● EXERCISE INSTRUCTIONS: Starting with the line that contains "[locate] dry grass" and stopping after the line that contains "[locate] white cloud", return each line below exactly as written, with no others.

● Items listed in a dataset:
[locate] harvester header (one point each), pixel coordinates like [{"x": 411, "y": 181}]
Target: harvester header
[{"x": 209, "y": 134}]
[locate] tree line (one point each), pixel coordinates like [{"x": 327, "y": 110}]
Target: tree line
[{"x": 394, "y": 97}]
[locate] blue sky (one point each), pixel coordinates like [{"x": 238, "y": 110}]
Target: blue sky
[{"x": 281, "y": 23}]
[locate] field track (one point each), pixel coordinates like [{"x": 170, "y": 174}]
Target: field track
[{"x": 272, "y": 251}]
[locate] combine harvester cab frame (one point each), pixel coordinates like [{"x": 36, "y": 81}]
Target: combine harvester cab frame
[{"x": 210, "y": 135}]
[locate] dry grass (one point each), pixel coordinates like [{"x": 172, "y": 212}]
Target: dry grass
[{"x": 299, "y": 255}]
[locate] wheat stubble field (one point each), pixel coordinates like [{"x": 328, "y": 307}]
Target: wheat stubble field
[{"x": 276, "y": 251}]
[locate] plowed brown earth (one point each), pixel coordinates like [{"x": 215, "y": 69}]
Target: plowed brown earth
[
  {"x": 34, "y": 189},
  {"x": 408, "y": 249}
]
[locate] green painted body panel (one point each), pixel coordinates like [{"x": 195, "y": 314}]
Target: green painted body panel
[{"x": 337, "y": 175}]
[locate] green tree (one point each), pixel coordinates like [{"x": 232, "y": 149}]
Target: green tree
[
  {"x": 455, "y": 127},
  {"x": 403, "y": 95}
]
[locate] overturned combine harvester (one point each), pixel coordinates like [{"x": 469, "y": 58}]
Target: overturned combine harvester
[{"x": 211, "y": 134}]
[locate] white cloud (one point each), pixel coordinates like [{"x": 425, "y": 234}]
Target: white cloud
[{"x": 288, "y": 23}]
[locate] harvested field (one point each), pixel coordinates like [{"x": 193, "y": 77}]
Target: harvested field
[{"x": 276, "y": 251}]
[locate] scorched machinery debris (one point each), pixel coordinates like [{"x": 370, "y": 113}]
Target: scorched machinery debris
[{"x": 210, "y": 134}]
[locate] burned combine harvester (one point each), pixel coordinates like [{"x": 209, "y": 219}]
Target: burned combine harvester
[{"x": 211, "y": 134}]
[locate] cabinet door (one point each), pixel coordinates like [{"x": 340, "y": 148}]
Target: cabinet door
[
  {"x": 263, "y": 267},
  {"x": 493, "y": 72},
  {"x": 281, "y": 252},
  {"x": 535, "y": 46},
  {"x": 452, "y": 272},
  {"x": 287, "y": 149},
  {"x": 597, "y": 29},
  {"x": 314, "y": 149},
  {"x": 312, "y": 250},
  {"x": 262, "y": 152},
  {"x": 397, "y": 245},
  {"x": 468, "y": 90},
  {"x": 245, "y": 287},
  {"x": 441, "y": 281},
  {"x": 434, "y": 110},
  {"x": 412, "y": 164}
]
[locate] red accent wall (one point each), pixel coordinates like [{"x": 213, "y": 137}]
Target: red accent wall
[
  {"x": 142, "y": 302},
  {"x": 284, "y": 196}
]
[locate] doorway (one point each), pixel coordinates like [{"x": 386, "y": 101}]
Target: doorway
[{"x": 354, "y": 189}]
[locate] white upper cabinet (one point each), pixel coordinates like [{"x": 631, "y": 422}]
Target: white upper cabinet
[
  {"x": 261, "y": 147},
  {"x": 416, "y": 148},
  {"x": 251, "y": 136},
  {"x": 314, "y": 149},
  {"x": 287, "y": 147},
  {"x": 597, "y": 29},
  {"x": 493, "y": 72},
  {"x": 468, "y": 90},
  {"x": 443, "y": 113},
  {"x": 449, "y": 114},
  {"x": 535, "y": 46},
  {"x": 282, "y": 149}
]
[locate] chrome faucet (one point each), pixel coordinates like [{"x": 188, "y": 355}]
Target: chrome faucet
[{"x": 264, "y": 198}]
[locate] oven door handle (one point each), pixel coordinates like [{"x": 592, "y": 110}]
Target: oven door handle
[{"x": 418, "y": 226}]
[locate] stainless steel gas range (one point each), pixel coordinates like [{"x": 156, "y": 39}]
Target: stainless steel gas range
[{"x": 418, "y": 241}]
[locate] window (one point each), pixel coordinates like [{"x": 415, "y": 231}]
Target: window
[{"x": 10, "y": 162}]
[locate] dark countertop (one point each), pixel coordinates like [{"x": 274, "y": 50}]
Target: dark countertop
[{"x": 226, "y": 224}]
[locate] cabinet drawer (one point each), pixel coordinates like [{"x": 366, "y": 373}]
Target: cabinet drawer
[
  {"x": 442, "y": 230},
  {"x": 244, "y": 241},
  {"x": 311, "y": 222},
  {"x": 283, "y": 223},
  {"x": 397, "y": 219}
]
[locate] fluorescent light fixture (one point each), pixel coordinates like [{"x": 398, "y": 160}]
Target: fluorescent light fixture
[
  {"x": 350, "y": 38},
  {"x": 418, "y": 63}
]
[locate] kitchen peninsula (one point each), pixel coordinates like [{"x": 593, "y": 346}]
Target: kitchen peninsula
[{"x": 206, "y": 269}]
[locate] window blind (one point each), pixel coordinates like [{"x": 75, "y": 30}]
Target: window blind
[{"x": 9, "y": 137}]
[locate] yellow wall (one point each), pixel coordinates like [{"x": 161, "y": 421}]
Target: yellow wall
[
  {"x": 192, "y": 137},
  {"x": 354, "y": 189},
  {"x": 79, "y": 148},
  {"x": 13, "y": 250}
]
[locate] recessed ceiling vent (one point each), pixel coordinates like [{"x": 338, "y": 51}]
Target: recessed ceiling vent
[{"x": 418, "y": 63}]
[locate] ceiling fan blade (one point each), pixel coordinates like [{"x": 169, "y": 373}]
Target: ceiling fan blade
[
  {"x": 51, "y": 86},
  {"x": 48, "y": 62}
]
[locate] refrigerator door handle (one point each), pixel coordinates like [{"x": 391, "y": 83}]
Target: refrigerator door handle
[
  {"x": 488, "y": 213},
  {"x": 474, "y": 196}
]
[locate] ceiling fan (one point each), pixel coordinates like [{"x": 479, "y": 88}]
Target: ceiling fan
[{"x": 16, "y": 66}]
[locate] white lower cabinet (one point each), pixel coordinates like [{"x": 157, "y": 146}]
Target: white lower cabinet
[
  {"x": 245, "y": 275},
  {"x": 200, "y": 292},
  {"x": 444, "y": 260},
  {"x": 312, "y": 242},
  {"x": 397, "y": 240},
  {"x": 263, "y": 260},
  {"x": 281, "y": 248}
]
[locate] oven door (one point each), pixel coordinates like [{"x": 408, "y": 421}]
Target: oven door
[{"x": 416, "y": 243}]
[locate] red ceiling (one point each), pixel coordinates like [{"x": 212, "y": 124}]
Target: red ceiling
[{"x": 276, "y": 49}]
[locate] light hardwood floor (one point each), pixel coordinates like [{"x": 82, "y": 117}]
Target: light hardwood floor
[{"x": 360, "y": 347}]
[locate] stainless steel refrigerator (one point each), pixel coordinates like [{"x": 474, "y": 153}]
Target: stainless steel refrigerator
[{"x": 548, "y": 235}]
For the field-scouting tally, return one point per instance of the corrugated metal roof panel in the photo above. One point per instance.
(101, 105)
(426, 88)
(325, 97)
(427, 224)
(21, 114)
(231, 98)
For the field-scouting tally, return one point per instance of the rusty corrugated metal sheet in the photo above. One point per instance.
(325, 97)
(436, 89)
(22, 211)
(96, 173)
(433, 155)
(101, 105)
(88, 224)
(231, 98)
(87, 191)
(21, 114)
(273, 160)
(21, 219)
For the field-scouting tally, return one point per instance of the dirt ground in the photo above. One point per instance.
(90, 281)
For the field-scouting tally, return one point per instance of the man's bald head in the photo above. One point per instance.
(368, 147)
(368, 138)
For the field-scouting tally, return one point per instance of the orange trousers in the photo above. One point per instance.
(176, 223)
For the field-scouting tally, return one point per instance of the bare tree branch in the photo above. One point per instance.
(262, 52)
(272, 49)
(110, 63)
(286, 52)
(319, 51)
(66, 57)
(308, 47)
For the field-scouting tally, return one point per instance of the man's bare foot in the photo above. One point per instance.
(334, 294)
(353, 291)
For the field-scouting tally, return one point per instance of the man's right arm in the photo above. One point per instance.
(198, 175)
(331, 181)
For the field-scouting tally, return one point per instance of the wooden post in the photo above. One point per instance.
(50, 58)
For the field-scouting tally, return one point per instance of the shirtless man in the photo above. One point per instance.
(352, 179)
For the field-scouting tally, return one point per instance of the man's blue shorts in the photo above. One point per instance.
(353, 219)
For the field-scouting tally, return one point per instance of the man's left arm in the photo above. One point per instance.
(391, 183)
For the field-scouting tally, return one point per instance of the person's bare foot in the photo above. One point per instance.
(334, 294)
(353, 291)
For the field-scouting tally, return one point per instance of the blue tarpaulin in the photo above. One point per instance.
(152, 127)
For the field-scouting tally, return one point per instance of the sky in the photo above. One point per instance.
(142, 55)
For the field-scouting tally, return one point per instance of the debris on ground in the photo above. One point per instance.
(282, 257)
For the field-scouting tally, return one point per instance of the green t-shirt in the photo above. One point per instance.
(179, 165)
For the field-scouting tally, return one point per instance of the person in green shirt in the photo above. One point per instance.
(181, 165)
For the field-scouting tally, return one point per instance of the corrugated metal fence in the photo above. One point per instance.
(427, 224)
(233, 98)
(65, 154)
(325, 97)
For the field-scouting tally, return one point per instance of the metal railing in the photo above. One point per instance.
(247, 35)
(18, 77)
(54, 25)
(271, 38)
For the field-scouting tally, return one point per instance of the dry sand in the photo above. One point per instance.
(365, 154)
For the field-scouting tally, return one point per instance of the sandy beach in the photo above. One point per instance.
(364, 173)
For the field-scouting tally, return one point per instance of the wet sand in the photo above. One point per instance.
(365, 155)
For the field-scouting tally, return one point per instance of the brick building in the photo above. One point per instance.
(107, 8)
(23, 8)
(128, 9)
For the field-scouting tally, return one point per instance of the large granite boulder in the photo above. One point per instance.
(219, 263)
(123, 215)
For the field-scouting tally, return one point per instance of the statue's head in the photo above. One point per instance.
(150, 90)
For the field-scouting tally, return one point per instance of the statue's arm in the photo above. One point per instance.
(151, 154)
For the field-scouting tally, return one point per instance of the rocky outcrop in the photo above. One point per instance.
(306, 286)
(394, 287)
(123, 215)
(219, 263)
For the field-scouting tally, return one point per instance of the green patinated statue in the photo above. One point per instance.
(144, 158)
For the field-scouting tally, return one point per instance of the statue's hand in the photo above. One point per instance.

● ANSWER BOX:
[locate] dry grass (one point each), pixel coordinates like [{"x": 172, "y": 212}]
Target: dry grass
[{"x": 299, "y": 255}]
[locate] wheat stubble field (one point each), pixel coordinates like [{"x": 328, "y": 307}]
Target: wheat stubble field
[{"x": 276, "y": 251}]
[locate] plowed brown earth (one point each), pixel coordinates like [{"x": 215, "y": 69}]
Target: plowed brown earth
[
  {"x": 34, "y": 189},
  {"x": 408, "y": 249}
]
[locate] green painted body panel (one point each), pixel coordinates like [{"x": 195, "y": 314}]
Target: green painted body panel
[{"x": 337, "y": 175}]
[locate] green tree (one point each), pixel coordinates like [{"x": 232, "y": 149}]
Target: green tree
[
  {"x": 455, "y": 127},
  {"x": 403, "y": 95}
]
[locate] overturned combine harvester (one point each), pixel coordinates like [{"x": 469, "y": 58}]
Target: overturned combine harvester
[{"x": 211, "y": 134}]
[locate] white cloud (one point each), pixel coordinates like [{"x": 425, "y": 234}]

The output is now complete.